**Task description:** Set down, please, without alteration, the lines of the entries below from the first through the one containing "Could you point to the white blazer".

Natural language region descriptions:
--------------------------------
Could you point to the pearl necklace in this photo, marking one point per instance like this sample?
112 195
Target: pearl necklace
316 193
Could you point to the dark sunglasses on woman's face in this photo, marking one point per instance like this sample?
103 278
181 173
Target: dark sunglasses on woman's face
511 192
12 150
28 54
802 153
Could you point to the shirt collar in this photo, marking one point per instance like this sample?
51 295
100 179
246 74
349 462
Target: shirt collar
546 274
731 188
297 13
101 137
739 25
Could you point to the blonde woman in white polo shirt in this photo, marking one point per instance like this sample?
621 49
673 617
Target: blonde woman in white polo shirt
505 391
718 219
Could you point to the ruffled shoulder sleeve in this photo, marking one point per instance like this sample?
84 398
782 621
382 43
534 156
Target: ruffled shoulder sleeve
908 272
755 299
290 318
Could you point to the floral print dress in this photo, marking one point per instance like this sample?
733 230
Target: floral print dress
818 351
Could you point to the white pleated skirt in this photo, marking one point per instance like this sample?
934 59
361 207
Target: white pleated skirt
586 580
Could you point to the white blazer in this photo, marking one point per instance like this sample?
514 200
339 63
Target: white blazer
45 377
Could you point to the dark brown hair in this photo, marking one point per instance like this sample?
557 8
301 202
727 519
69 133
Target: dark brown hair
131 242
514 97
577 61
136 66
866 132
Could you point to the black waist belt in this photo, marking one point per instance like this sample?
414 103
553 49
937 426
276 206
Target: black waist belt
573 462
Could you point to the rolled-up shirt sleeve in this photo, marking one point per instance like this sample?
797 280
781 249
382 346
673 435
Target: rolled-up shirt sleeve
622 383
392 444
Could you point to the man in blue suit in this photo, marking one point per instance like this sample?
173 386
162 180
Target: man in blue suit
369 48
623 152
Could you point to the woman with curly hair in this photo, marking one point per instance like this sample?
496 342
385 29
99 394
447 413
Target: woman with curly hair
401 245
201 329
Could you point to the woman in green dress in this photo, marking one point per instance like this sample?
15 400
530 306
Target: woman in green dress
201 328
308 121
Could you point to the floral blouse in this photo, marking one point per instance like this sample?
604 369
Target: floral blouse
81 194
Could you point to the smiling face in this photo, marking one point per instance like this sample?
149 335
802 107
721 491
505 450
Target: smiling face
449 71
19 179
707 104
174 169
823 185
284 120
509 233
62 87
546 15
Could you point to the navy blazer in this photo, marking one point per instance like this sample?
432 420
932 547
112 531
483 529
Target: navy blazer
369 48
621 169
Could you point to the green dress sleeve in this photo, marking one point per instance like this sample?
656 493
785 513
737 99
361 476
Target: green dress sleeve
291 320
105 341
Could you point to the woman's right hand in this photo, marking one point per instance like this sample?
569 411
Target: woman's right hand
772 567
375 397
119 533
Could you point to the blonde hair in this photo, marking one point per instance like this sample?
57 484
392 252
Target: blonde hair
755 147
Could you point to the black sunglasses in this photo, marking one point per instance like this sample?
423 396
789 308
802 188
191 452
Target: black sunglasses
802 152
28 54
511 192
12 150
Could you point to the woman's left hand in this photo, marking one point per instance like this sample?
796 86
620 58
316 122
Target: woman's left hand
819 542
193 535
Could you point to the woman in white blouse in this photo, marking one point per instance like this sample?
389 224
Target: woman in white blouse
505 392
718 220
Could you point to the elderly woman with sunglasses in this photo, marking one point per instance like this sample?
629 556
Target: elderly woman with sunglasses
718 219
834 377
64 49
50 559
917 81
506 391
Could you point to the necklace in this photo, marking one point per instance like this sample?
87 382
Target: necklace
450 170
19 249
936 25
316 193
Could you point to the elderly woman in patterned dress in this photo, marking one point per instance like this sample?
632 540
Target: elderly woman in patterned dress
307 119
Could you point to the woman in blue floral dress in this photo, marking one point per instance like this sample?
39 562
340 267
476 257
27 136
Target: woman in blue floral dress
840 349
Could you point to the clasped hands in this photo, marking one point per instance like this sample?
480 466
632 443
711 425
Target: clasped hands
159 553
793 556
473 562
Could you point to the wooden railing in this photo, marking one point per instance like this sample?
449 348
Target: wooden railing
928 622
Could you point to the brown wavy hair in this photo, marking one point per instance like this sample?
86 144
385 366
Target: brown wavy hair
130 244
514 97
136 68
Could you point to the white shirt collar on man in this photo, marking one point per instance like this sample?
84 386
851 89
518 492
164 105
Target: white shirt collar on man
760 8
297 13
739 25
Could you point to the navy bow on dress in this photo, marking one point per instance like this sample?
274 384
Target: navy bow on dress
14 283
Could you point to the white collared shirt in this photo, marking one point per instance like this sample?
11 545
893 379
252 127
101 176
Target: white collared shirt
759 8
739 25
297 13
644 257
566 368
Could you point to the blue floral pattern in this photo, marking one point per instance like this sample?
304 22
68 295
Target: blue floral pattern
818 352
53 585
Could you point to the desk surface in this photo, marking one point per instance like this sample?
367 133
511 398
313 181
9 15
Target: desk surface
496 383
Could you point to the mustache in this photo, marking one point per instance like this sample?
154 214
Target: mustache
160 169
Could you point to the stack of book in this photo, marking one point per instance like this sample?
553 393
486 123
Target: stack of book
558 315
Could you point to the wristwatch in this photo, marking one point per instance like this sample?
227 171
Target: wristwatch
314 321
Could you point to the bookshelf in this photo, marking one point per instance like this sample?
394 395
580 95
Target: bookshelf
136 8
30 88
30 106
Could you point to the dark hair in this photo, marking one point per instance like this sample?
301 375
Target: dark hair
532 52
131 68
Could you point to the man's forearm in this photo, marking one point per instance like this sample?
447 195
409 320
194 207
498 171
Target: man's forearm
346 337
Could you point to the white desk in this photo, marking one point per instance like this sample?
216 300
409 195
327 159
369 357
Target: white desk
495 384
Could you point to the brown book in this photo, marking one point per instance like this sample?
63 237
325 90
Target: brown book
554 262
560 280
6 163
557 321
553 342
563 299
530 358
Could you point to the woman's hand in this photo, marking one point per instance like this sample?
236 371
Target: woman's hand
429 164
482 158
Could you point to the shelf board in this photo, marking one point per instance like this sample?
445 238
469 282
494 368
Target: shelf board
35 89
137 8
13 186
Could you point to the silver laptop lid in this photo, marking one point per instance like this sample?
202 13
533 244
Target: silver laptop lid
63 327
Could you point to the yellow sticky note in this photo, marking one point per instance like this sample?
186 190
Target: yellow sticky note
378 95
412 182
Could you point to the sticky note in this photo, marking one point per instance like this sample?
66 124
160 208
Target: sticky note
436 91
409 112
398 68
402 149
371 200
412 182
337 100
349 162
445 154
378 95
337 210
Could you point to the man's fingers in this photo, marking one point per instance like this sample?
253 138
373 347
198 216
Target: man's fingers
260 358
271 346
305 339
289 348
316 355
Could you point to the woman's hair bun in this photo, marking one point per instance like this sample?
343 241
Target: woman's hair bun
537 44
--------------------------------
**Written response:**
Could you point to the pearl necklace in this photo, marking one point per instance like this sample?
112 195
Target: pearl necklace
316 193
Could you point to the dark sunglasses on woman's face in this photo, marking one point per instance like this sample?
103 278
181 173
Target: dark sunglasses on woman's face
511 192
12 150
28 54
802 153
Could you point to the shirt collar in this photo, marking one point per instance like this sample?
51 295
100 179
246 74
349 462
Target: shirt collar
546 274
731 188
297 13
101 137
739 25
Could you point to the blonde woman in white polo shirt in this photo, marking one point per instance like this sample?
621 49
673 617
Target: blonde woman in white polo shirt
505 391
718 219
Could you point to the ruffled shoulder sleeve in this photo, marking one point per instance like this sample?
84 398
782 621
382 43
534 156
Target: ruffled shoulder sleeve
908 272
755 299
290 318
Could you point to the floral print dress in this photo, marking one point per instance like this sample?
733 230
Target: floral print dress
818 351
Could you point to the white pleated skirt in this photo, marking one point per instance like this sample?
934 59
361 207
Target: white pleated skirt
586 580
Could you point to the white blazer in this photo, marking one point per instance like this sample?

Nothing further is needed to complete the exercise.